- [Teks Bacaan]
____

MenDESAkan Perhutanan Sosial (Bagian Ke-1)
MediaVanua.com ~ Kebijakan penggunaan Dana Desa untuk perhutanan sosial melalui BUM Desa tidak berjalan dengan lancar. Praksis kebijakan ini memerlukan kesadaran kolektif bahwa Desa yang di dalamnya terdapat Hutan perlu dilembagakan dalam Desa secara utuh dan tidak memperhadapkan pemerintah Desa dan kelompok masyarakat Desa yang berjuang atau telah memperoleh izin perhutanan sosial. Penggunaan Dana Desa untuk perhutanan sosial terlalu sempit bila dihadapkan pada sistem Desa secara utuh. Gagasan dalam serial tulisan ini merupakan rancang-biru untuk panduan yang implementatif yakni dialektika antara “Menghutankan Desa” dan “Mendesakan Hutan” menjadi “Mendesakan Perhutanan Sosial”. Konsekuensinya, advokasi Desa dan kerjasama Desa berada dalam skala rendah, moderat dan tinggi.

____

- [Tugas Tertulis]
1. Dalam teks bacaan tentang perhutanan sosial, melalui lembaga apa Dana Desa digunakan untuk perhutanan sosial?
2. Tulis ulang paragraf teks bacaan yang diawali "Kebijakan penggunaan Dana Desa" dalam bentuk butir-butir singkat yang tetap memuat fakta utamanya.
3. Teruskan teks bacaan tentang perhutanan sosial di Desa, dimulai setelah kalimat terakhirnya.
Daftar di bawah ini tidak ada hubungannya dengan teks bacaan tentang perhutanan sosial.

- [Data yang Diberikan]
____

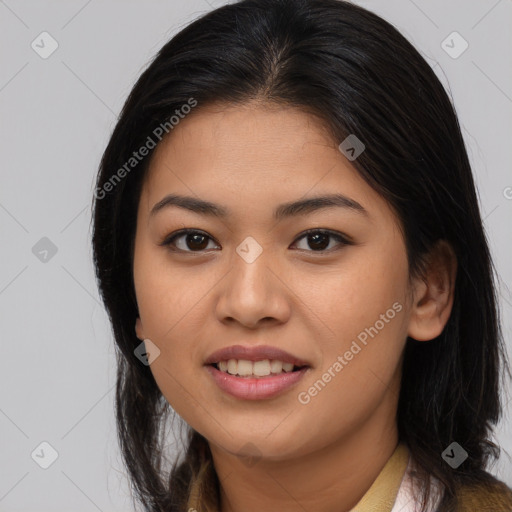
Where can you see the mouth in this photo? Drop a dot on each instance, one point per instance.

____

- [Kumpulan Jawaban]
1. Melalui BUM Desa.

2.
- Kebijakan penggunaan Dana Desa untuk perhutanan sosial melalui BUM Desa tidak berjalan lancar.
- Praksis kebijakan ini memerlukan kesadaran kolektif bahwa Desa yang memiliki Hutan perlu dilembagakan secara utuh, tanpa memperhadapkan pemerintah Desa dengan kelompok masyarakat Desa yang berjuang atau telah memperoleh izin perhutanan sosial.
- Penggunaan Dana Desa untuk perhutanan sosial terlalu sempit bila dihadapkan pada sistem Desa secara utuh.
- Serial tulisan ini merupakan rancang-biru untuk panduan implementatif, yakni dialektika antara "Menghutankan Desa" dan "Mendesakan Hutan" menjadi "Mendesakan Perhutanan Sosial".
- Konsekuensinya, advokasi Desa dan kerjasama Desa berada dalam skala rendah, moderat, dan tinggi.

3.
Bagian pertama tulisan ini menguraikan isu dan masalah kebijakan tentang Desa dan kebijakan tentang hutan yakni diskoneksi dan tarik menarik antar kebijakan, Daftar Kewenangan, dan aktor perhutanan sosial di Desa.
Diskoneksi dan Tarik Menarik
Masalah yang dihadapi oleh pemerintahan Desa, Badan Usaha Milik Desa (BUM Desa), BUM Desa Bersama (BUM Desma), kelompok tani dan pengelola perhutanan sosial teridentifikasi secara mendasar pada level paradigmatik.
Direktorat Pemberdayaan Masyarakat Desa, Direktorat Jenderal PPMD, Kementerian Desa pada akhir tahun 2020 menyelenggarakan pertemuan (workshop) tentang konflik regulasi tentang hutan, tambang, pesisir dan perkebunan. Tema reforma agraria dan perhutanan sosial menjadi topik perbincangan utama agar Desa bergegas melakukan implementasi kebijakan tersebut. Rekomendasi hasil pertemuan itu belum terlaksana sepenuhnya karena terjadi perubahan struktur organisasi Kementerian Desa PDTT yang berlangsung sepanjang tahun 2020-2021.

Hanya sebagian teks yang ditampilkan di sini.